** Opening Provided passage block **

Lauffer: We have to be very careful about capital equipment and capital purchases. We have to maintain our facilities, but we have to be certain of a ROI on capital. We have to be much tighter on supply costs, on managing our supplies. We have to be much tighter on labor.
I’ll tell you another one: We have to collect up-front collections as much as we hate to do that because we know there are people hurting out there. It’s hard to do when people are losing their jobs but they’re saying, ‘My gallbladder is killing me, I’ve got to get it out because the doctor says I’m going to get an infection.’ We’re going to do the case. We’re not going to let somebody suffer. But when you say, ‘You owe this’ and they say they can’t pay it, we say, ‘Let’s get you on a payment plan and work through this.’ People don’t anticipate this kind of stuff, they don’t plan for it.
And let’s face it, some of the insurances that our own folks have, you’ve got people with $6,000, $8,000, $10,000 deductibles. Most people don’t have $8,000 in their bank account just waiting for an illness. That’s really what the problem is — health care has gotten to the point that it’s not insurance anymore, it’s catastrophic insurance. The country is struggling with this. What do we do with health care? It’s a problem before we went into Chapter 11 and it’s a problem now.
I’m gonna pick on PEIA a little bit. They pay us less than Medicaid — less than Medicaid. How can the state continue to ask us to provide services and not [interrupt] services and [close] hospitals if PEIA is not paying its physicians or hospitals at least at a rate they can break even? Name me another business that’s paid at 80% below cost and can still survive. I can’t think of any.

** Closing Provided passage block **

-- About this task --
Can you pick up the interview on hospital finances after its last sentence and carry it on? The data after this point is separate material, unrelated to the interview on hospital finances.

** Opening Supplied entries block **

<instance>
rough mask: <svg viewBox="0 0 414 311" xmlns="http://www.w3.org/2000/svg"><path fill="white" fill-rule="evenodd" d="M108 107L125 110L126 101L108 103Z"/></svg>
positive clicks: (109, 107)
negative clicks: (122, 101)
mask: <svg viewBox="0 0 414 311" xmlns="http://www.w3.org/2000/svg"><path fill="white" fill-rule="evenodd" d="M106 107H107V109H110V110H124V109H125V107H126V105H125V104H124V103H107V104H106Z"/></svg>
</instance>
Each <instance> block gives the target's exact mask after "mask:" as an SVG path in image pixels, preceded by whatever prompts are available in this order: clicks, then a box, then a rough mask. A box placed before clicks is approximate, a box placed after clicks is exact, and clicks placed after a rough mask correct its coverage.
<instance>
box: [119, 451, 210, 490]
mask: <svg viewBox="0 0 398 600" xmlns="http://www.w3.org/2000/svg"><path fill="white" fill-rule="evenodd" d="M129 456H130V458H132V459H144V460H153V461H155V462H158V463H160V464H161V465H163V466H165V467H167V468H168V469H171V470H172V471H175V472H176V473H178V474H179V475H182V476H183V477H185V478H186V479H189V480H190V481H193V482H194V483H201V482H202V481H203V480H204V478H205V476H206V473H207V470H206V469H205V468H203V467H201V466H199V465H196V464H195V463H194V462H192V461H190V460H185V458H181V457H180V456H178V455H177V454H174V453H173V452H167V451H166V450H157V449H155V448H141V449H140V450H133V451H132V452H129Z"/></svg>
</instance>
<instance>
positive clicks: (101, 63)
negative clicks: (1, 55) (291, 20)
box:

** Closing Supplied entries block **

-- Solved problem --
CGM: What kind of hit did not having elective procedures have on your bottom line?
Lauffer: It was huge. Huge. There was lost revenue there, probably $10 million a month or more. Because of the loss of elective surgeries, we had to furlough 500 employees away from the hospital. We’re hopeful it would be a temporary period and we paid their benefits while they’re away. Most were off up to three months. We want to treat our employees right to get through this.
And when you think about it, some surgeries are not really truly elective. You have a colonoscopy and you find a polyp and the polyp is cancerous. You’re not going to die today, you’re not going to die tomorrow, but who wants to sit around with cancer and it needs to be removed? So you’ve got to get them in here. There are certain eye surgeries you’ve got to have to maintain sight.
Yes, it might seem elective because we’re not doing it on an emergency basis, but disease progresses. It can progress to something more than your life. A limb or an organ could be in danger. It became an issue where you saw a backlog of folks needing to have surgery.
CGM: How do you deal with having to furlough that many people?
Lauffer: I think we communicate as much as we can. I think we’re as genuine as we can be with people. This has been hard, very hard. You don’t want to hurt people’s livelihood, you don’t want to hurt people’s family life, but we don’t have a choice. It’s the nature of the beast.
And this is going to go on. We’ve got the school year now to contend with and we’re concerned. We’ve got this issue: We bring the staff back. What happens if Kanawha County goes to red? Now, I’ve got a nursing staff with children at home. If they can’t send the kids to school, where are they going to send them? Some may call in saying, ‘I can’t come in, I’ve got to take care of my kids.’ I lose a staff member. How do we take care of that? Those are all the things we’re having to deal with in this process. So is everybody else. We’re not alone.
But you get it. Life is not what it was and it’s never going to be. And we’re going to have to adjust to it.